> SET EXERCISE: Copy the records below with every "supply" swapped for "provide", keeping everything else the same and leaving out the pictures.
^^^^^^^^
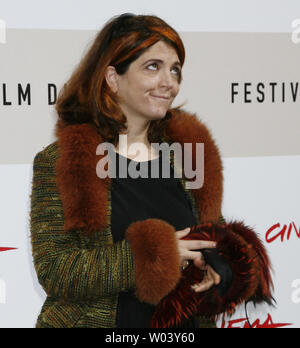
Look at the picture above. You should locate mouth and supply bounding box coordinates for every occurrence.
[151,95,171,101]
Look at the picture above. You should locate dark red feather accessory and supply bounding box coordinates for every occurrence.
[150,222,273,328]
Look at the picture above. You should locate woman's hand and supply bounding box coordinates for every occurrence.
[175,227,216,268]
[191,262,221,292]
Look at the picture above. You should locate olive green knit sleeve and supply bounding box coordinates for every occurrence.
[30,150,135,300]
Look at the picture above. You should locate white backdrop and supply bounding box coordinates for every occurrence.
[0,0,300,328]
^^^^^^^^
> SOLUTION TO THE EXERCISE:
Look at the picture above. You should locate mouth and provide bounding box coordinates for every occurrence.
[151,95,171,101]
Look at the picture above. You should locate dark red feather accessory and provide bounding box coordinates for every occurrence.
[150,222,273,328]
Look at the picture above. You should locate woman's hand and provide bounding box coordinates for every occurrence.
[175,227,216,268]
[191,262,221,292]
Look at the picture above. You should locate olive green knit sleeve and provide bounding box coordinates for every occurrence.
[30,150,135,300]
Look at the picture above. You should locate white backdrop and provide bounding box coordinates for every occurrence.
[0,0,300,328]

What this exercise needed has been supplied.